ENTRIES PROVIDED:
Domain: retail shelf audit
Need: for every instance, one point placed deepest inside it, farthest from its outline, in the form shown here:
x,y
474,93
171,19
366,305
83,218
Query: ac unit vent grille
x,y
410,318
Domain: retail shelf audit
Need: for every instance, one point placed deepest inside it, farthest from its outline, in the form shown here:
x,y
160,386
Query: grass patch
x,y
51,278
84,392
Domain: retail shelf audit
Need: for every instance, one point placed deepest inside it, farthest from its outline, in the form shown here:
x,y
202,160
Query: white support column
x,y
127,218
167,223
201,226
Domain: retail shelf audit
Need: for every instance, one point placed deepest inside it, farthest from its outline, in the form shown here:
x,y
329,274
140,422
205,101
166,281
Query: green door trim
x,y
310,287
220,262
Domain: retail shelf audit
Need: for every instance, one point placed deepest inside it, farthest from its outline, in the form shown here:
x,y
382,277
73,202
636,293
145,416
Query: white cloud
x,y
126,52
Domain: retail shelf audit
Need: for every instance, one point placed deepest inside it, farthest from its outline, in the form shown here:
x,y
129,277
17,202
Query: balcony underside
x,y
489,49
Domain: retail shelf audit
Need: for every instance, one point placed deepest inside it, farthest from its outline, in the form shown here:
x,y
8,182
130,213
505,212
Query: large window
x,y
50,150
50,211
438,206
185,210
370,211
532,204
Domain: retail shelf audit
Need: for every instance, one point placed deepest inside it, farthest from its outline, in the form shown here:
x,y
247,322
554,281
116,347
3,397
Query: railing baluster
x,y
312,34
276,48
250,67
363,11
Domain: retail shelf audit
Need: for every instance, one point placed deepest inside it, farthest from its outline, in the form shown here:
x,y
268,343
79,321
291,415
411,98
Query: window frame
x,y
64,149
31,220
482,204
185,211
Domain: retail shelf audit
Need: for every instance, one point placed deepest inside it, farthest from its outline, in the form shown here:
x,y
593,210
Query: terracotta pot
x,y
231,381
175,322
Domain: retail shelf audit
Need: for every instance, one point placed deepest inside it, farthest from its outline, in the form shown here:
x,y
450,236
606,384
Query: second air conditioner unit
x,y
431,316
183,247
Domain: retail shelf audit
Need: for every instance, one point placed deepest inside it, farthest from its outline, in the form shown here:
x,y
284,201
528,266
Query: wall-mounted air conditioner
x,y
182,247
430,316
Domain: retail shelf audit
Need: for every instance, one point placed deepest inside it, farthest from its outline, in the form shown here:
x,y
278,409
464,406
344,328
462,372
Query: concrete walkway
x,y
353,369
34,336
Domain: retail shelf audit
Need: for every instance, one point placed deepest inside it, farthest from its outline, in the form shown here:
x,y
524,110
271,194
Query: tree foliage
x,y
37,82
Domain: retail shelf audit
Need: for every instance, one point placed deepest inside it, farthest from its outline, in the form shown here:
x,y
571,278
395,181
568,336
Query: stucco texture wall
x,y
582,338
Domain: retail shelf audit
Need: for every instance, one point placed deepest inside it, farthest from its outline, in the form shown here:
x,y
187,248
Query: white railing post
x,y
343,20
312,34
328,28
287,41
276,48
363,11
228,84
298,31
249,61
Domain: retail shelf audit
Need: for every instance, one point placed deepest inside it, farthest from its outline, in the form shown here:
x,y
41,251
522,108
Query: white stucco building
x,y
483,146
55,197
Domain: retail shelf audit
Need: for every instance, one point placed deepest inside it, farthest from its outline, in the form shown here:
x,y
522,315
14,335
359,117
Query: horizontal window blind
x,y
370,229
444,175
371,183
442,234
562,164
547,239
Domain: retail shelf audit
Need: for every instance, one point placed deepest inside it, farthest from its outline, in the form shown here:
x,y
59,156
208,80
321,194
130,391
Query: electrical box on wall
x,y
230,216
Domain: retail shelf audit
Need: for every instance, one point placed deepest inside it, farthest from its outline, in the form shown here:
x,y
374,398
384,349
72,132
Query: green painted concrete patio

OBJECTIVE:
Using the data above, repeat every line exactly.

RESULT:
Domain: retail shelf audit
Need: for every instance, one point placed deepest inside it, farthest from its outline, in the form shown here:
x,y
474,93
171,19
366,305
83,218
Query: ac unit vent grille
x,y
410,318
Domain: retail shelf audit
Need: for every instance, one point placed deepest inside it, farthest from its outline, in the form shown here:
x,y
160,386
Query: grass patch
x,y
51,278
84,392
Domain: retail shelf audit
Need: for every instance, one point placed deepest inside it, farthest from its outline, in the form shown here:
x,y
202,160
Query: white support column
x,y
127,218
167,223
201,226
Domain: retail shelf audit
Need: for every instance, one point placed deepest inside it, farthest from its outline, in the form shown here:
x,y
329,274
140,422
205,101
166,281
Query: green door trim
x,y
310,287
220,262
Domain: retail shelf audit
Need: for every instance, one point placed deepest inside it, farthest from its outline, in the form shown here:
x,y
382,277
73,202
636,293
145,416
Query: white cloud
x,y
126,52
Domain: retail shelf audit
Need: for every instance, one point placed deepest inside it, farthest from its outline, in the form shown here:
x,y
129,277
17,202
Query: balcony underside
x,y
489,49
Domain: retail shelf audit
Need: for every instance, one point placed deepest inside it, farthest from its outline, in the form shown here:
x,y
8,182
130,213
505,212
Query: large window
x,y
50,150
50,211
438,206
185,210
370,211
532,204
Domain: retail shelf audit
Need: for every instance, one point placed deepest inside it, farthest from its outline, in the form shown here:
x,y
247,322
554,281
116,347
3,397
Query: railing baluster
x,y
312,34
276,48
250,67
363,11
Domain: retail shelf audit
Need: for every instance, one point placed deepest inside it, farthest from its outline, in the form shown here:
x,y
268,343
79,321
291,415
411,98
Query: window frame
x,y
64,149
31,220
482,204
185,211
Domain: retail shelf audit
Need: for every instance, one point placed deepest inside it, farthest from its outline, in the form shown here:
x,y
593,210
Query: terracotta pot
x,y
231,381
175,322
Domain: retail shelf audit
Need: for every instance, one point placed deepest inside it, farthest from its outline, in the form shown here:
x,y
450,236
606,384
Query: second air conditioner unit
x,y
431,316
183,247
Domain: retail shelf audit
Need: for every instance, one point placed deepest inside it, farthest from its outline, in the form shown here:
x,y
284,201
528,266
Query: wall-mounted air conditioner
x,y
182,247
430,316
Domain: retail shelf audit
Need: for every instance, one point placed deepest inside it, farthest from its outline, in the form shown here:
x,y
278,409
464,406
344,328
462,372
Query: concrete walkway
x,y
353,369
34,336
Domain: retail shelf audit
Need: for every instance, one point placed deepest inside it, farthest from its outline, in the form shown here:
x,y
524,110
271,194
Query: tree foliage
x,y
37,82
Domain: retail shelf audit
Need: for every instance, one point placed deepest inside it, farthest from its outline, in the form shown here:
x,y
571,278
395,181
568,336
Query: stucco texture wall
x,y
582,338
Domain: retail shelf audit
Need: for every instance, one point placed deepest inside it, farthest from its outline, in the form shown here:
x,y
187,248
Query: white railing post
x,y
343,20
312,34
328,28
287,41
276,48
363,11
228,84
298,31
249,61
Domain: retail shelf audit
Need: for every instance, one point placed deepest inside it, farthest from its outline, in the form shown here:
x,y
41,251
522,108
Query: white stucco building
x,y
483,146
55,197
Domain: retail shelf audit
Need: for every instance, one point placed deepest inside it, farthest from its outline, in the form shown here:
x,y
522,315
14,335
359,117
Query: horizontal window blind
x,y
370,229
444,175
371,183
442,234
562,164
547,239
Domain: retail shelf audit
Need: for every instance, one point placed deepest inside it, farthest from its outline, in the form shown here:
x,y
59,156
208,80
321,194
130,391
Query: electrical box on wall
x,y
230,216
Domain: retail shelf audit
Need: for every instance, one point placed deepest inside it, farthest from its outline, in the form shown here:
x,y
374,398
384,349
72,132
Query: green painted concrete patio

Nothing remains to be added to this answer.